Wow, that was fast! Thanks man ☺️

loretoparisi commented 7 years ago

@J38 that was great 💯

loretoparisi commented 7 years ago

@J38 A question. Would it be possibile to have the string representing the sentimentTree as the JSON structure previously showed here? This would help to avoid to perform additional parsing (eventually wrong) and the api output would be more "standard".

Thanks.

ksteimel commented 6 years ago

Sorry to be a bother. I was just wondering if this output is available from the command line method from running CoreNLP or if it requires the standard java api.

Edit: Sorry, I didn't realize my version of CoreNLP was out of date. I've upgraded and now this works very well.

alsora commented 6 years ago

@J38 I have just updated CoreNlp to version 3.9.1 and I noticed a wrong format for the numbers in the sentiment distribution and in the sentiment tree.

"sentimentDistribution": [

    0,10110301471115,
    0,62425688378713,
    0,22854585072979,
    0,03641152898384,
    0,00968272178809
  ]

As you can see decimal numbers are represented with a comma instead of a point. The same is happening inside the probs of the sentiment tree.

This could be caused by a locale format inside my laptop (ITALIAN). Do you know how could I avoid this problem? Where in the code the StringWriter could pick up this option?

Thank you

balbinavr commented 5 years ago

@J38 I have just updated CoreNlp to version 3.9.1 and I noticed a wrong format for the numbers in the sentiment distribution and in the sentiment tree.

"sentimentDistribution": [

    0,10110301471115,
    0,62425688378713,
    0,22854585072979,
    0,03641152898384,
    0,00968272178809
  ]

As you can see decimal numbers are represented with a comma instead of a point. The same is happening inside the probs of the sentiment tree.

This could be caused by a locale format inside my laptop (ITALIAN). Do you know how could I avoid this problem? Where in the code the StringWriter could pick up this option?

Thank you

I am having the same problem. How could you finally solve this?

loretoparisi commented 5 years ago

@balbinavr this is due to the locale settings when you startup Java not to CoreNLP. To solve it it is easier as doing "-Duser.language=en -Duser.country=US Default"
========================
**WHAT THIS EXERCISE ASKS:**
1. Answer these questions about the CoreNLP thread, one per line:
(a) What had kept ksteimel's command-line attempt from working?
(b) Which CoreNLP version did alsora upgrade to before noticing the number format problem?
(c) According to loretoparisi's final comment, what causes the problem?
2. Echo the CoreNLP thread, everything from "ksteimel commented 6" down to "standard java api.".

**Dataset rows showing where objects appear:**
========================
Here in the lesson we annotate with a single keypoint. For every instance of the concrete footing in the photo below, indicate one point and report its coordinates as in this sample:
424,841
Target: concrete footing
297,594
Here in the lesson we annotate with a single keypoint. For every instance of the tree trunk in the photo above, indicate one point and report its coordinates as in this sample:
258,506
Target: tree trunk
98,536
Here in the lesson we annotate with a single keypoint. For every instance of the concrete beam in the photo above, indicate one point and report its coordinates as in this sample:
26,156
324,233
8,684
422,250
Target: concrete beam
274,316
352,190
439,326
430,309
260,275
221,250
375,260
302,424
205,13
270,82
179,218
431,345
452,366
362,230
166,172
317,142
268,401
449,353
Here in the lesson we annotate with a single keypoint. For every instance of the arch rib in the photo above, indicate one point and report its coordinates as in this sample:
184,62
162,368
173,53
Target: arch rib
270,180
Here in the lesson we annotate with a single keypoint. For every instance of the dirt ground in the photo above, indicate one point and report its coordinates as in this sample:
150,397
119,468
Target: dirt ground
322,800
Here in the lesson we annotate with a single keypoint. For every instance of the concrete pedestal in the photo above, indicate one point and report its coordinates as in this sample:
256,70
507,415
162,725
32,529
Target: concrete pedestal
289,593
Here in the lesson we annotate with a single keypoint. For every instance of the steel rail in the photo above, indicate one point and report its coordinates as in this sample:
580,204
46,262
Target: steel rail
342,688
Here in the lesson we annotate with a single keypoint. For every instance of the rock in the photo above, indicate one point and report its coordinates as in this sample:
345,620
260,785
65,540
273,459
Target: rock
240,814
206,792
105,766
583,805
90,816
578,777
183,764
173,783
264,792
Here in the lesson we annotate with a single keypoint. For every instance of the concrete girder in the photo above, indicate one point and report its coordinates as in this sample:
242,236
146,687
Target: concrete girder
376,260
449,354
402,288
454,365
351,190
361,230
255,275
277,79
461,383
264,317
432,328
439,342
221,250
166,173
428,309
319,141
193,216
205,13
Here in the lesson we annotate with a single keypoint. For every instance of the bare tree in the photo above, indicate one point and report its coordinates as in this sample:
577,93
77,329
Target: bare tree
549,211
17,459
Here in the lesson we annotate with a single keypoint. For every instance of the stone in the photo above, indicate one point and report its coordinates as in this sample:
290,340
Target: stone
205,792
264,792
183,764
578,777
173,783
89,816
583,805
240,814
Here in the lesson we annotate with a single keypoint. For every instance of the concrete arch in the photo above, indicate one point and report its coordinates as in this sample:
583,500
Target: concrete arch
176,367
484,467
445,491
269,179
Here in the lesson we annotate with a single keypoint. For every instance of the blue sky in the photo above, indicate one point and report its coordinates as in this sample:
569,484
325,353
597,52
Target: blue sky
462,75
========================
**LIST OF SOLUTIONS:**
1.
(a) ksteimel's version of CoreNLP was out of date.
(b) Version 3.9.1.
(c) The locale settings in effect when Java starts up, not CoreNLP.

2.
ksteimel commented 6 years ago

Sorry to be a bother. I was just wondering if this output is available from the command line method from running CoreNLP or if it requires the standard java api.